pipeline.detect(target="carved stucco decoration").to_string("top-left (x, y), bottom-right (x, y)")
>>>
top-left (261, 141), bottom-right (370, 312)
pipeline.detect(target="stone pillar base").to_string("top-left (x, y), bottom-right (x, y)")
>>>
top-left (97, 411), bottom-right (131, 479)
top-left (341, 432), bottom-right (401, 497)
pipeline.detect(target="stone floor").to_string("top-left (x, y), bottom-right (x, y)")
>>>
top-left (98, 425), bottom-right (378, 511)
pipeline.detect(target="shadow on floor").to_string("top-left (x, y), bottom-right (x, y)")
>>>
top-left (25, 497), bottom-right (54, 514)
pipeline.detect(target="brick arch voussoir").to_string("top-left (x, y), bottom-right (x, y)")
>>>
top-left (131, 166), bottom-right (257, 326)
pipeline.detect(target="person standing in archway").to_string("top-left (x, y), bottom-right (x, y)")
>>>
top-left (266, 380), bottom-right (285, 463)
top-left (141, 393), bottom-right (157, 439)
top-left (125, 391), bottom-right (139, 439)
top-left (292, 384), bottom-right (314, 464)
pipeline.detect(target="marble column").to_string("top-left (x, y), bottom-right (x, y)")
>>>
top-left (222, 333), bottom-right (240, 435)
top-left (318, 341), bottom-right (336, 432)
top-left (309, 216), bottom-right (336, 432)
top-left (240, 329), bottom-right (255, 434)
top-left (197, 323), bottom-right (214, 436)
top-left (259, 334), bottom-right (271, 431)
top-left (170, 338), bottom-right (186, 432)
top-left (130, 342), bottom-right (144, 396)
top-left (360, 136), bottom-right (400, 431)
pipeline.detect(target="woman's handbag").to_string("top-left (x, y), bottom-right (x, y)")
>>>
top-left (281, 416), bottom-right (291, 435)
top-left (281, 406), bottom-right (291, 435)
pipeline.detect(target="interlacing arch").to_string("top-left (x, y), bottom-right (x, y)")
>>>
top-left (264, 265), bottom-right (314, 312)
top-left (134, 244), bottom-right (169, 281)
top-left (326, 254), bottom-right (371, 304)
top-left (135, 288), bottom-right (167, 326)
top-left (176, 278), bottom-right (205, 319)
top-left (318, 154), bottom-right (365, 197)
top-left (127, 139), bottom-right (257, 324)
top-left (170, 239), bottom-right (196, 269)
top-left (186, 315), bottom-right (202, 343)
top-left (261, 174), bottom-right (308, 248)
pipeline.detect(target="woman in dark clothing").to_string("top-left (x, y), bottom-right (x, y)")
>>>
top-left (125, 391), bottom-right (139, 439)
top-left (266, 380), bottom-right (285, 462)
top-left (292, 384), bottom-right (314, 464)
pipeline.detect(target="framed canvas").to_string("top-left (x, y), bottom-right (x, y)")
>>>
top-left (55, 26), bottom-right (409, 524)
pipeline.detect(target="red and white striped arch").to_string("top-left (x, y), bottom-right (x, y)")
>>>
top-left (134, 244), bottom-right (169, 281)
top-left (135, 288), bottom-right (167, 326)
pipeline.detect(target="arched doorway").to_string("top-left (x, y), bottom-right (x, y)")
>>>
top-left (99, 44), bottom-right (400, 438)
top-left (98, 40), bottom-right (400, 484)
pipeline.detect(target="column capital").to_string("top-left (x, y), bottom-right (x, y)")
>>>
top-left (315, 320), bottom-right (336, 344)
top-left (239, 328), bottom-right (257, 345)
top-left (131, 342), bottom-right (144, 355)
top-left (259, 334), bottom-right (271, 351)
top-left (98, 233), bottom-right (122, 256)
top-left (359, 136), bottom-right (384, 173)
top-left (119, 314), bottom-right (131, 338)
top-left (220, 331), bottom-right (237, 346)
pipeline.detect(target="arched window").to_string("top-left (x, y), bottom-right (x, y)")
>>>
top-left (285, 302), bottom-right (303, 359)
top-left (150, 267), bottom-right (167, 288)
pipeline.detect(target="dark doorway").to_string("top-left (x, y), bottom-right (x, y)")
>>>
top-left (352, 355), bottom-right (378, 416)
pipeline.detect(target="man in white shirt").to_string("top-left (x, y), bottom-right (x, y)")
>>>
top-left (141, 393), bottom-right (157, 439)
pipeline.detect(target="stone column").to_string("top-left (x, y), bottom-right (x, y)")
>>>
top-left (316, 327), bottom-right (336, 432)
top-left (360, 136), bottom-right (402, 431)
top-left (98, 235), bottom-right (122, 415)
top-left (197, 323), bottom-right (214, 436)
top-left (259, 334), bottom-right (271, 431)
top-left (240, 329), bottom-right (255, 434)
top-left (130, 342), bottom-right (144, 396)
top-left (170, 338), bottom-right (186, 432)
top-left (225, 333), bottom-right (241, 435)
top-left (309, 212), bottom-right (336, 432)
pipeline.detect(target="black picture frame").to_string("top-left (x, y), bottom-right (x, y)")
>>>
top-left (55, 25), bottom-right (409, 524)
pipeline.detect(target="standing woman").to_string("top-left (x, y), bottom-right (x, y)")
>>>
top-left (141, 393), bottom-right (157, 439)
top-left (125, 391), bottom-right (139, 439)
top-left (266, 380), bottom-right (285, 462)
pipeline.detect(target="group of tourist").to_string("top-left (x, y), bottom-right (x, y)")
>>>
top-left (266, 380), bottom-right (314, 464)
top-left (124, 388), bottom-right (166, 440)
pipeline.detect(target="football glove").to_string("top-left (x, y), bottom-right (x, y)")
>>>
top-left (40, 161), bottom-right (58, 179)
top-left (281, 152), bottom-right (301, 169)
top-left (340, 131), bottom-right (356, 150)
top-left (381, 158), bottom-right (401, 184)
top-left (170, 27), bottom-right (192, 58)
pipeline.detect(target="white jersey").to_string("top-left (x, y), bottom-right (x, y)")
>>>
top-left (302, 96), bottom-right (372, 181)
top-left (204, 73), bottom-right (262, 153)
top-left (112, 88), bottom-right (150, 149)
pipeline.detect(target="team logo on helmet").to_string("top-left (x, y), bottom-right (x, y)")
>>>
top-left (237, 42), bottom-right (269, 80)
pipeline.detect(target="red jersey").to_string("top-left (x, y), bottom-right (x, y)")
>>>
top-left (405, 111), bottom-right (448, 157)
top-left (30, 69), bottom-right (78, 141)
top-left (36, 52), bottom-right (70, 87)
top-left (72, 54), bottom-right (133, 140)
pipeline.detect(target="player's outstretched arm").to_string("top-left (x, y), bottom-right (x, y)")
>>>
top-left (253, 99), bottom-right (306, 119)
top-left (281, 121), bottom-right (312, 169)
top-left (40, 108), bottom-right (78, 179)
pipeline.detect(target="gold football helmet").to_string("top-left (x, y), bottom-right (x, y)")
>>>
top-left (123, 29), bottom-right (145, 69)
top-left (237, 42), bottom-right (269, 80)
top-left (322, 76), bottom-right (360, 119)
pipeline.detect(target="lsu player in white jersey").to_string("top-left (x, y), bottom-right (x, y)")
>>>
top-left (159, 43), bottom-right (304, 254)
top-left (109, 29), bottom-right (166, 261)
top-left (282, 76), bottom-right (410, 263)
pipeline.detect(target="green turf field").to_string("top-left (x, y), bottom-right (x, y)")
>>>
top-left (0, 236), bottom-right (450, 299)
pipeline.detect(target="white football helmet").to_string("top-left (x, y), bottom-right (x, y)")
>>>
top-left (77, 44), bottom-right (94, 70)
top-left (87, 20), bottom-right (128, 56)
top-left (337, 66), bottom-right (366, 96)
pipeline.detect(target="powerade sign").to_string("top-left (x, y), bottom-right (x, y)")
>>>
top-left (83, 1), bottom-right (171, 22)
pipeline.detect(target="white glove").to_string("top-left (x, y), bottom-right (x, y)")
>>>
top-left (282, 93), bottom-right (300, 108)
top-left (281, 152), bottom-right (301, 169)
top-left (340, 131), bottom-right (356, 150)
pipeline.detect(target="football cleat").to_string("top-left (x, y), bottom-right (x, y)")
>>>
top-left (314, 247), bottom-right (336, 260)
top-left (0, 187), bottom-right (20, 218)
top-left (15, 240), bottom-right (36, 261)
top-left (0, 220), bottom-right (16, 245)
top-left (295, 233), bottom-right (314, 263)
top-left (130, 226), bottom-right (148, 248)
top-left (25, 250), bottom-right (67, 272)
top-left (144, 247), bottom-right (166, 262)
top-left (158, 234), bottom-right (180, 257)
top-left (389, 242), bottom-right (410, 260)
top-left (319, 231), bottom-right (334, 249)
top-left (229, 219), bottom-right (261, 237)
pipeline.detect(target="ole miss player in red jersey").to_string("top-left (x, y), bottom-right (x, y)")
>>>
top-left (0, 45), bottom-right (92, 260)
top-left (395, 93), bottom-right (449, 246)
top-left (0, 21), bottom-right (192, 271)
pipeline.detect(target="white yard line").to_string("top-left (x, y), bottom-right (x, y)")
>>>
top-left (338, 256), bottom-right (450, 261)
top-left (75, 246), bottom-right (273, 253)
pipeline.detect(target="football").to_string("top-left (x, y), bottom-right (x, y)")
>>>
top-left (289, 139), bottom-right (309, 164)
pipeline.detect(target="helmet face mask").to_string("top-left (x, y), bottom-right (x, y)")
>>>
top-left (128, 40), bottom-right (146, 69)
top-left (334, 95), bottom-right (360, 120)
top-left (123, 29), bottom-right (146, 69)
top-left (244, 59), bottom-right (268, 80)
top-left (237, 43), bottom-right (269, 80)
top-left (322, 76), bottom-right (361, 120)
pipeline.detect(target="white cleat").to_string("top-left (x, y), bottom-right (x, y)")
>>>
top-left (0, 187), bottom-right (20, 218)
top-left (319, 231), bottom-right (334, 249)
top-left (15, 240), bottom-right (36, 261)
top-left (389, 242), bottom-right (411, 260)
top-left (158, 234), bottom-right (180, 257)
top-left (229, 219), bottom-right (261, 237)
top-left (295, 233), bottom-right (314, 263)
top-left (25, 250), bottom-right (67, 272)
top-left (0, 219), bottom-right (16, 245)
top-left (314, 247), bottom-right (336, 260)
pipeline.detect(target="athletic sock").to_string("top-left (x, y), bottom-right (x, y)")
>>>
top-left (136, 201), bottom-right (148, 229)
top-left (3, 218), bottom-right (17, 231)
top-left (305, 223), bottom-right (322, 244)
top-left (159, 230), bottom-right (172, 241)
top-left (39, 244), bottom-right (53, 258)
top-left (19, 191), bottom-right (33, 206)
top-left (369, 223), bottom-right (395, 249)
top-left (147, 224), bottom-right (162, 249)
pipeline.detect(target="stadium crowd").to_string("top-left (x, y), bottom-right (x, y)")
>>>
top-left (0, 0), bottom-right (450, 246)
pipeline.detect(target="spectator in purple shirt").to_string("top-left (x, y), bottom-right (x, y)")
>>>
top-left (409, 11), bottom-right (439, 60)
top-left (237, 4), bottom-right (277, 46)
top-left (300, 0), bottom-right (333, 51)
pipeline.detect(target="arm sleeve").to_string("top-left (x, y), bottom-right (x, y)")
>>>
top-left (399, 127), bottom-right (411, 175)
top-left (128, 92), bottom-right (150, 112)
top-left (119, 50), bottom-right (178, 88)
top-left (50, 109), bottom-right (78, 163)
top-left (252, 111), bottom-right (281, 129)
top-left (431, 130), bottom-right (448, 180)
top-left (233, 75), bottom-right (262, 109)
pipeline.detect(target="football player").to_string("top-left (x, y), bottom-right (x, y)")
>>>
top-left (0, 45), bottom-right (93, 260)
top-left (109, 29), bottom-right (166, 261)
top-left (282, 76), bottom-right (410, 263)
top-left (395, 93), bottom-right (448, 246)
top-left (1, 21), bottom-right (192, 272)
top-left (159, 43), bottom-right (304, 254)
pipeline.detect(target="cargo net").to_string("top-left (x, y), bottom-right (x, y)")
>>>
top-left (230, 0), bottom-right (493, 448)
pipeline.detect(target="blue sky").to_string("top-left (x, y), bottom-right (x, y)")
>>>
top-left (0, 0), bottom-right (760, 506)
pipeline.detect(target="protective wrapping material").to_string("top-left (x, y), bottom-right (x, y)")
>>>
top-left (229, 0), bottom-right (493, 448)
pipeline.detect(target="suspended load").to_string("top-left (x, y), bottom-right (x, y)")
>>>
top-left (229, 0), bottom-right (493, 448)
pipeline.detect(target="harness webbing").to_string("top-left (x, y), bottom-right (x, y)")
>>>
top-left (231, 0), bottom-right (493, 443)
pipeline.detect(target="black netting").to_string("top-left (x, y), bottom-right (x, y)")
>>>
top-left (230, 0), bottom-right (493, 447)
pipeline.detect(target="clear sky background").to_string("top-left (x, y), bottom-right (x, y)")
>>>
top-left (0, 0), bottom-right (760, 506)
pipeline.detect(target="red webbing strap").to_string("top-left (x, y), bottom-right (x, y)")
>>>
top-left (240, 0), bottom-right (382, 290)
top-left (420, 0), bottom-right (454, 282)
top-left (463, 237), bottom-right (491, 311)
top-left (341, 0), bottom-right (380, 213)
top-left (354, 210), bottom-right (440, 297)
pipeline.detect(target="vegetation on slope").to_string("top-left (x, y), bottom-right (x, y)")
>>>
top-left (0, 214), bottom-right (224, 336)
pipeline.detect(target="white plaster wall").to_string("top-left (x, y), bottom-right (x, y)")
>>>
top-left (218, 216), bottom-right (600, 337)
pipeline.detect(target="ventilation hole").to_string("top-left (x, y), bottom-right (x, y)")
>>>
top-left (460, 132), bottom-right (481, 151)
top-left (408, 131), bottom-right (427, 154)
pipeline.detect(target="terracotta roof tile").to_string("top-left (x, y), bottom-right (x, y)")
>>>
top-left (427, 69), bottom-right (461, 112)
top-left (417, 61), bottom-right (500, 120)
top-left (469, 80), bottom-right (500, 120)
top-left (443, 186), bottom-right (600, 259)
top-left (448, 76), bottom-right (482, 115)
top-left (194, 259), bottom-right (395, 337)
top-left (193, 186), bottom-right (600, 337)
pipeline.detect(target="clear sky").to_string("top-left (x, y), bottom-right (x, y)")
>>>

**PROBLEM STATEMENT**
Show every line in the listing above that contains the string "clear", matching case exactly.

**TASK OUTPUT**
pipeline.detect(target="clear sky background").to_string("top-left (x, y), bottom-right (x, y)")
pipeline.detect(target="clear sky").to_string("top-left (x, y), bottom-right (x, y)")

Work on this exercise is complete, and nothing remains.